STATED GOAL »
Show every line below that contains the word "dark", treating uppercase and lowercase letters as different.

RECORD LIST »
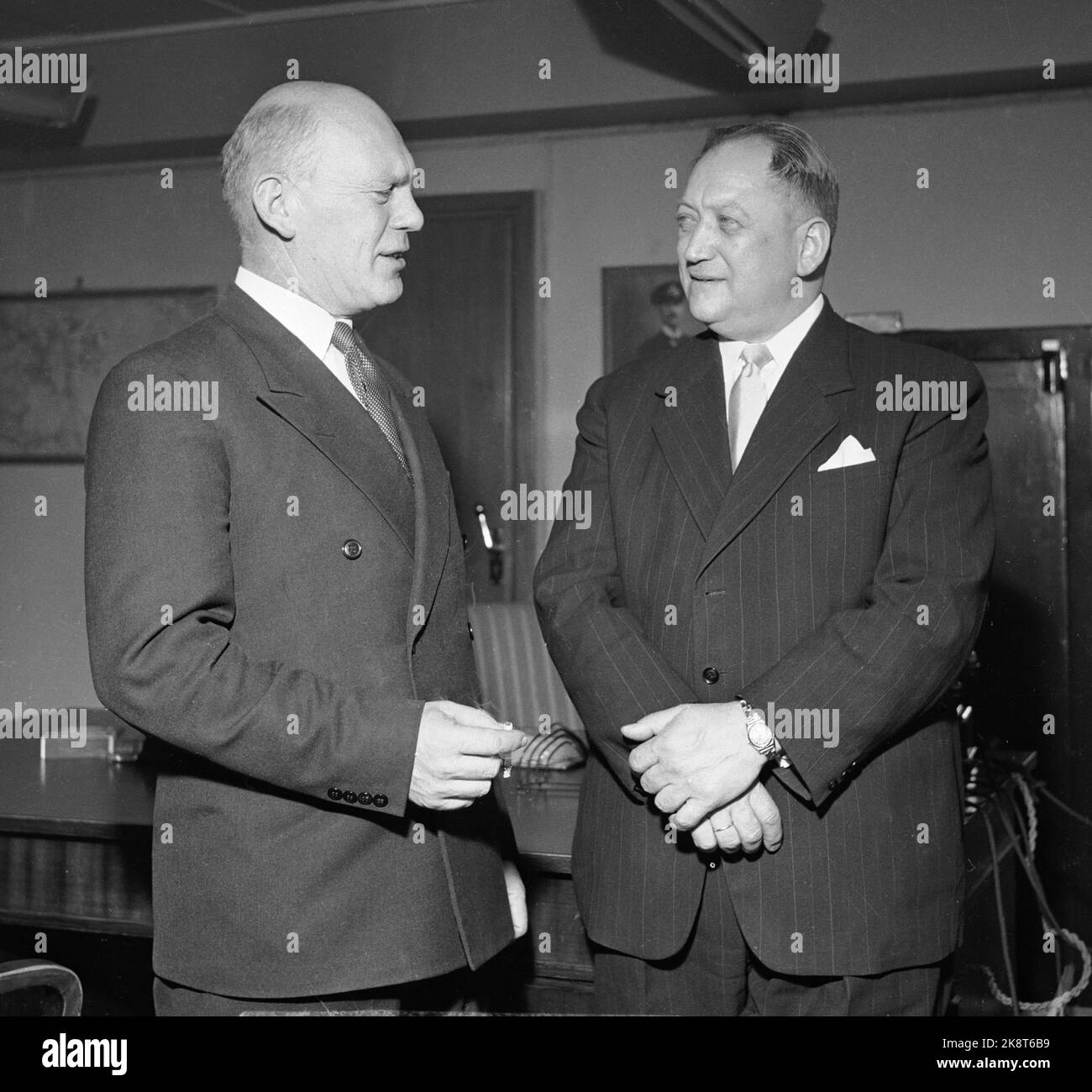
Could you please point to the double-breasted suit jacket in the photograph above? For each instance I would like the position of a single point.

* * *

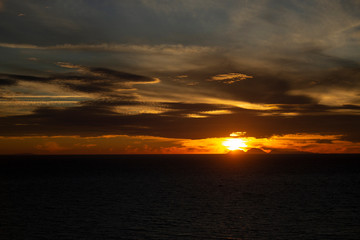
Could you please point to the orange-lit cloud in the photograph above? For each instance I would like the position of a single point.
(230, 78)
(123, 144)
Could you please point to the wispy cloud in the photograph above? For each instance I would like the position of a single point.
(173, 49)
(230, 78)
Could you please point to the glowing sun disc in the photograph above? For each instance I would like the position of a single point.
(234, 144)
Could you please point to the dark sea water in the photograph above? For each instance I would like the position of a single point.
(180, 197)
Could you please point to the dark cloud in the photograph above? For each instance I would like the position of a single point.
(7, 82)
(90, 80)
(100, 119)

REPLY TO THE EXERCISE »
Could you please point to the dark sea water in the photograph above? For each instance I would like the position of a single point.
Could you please point to the dark cloud in the photograph above? For each instance I would like the position of a single point.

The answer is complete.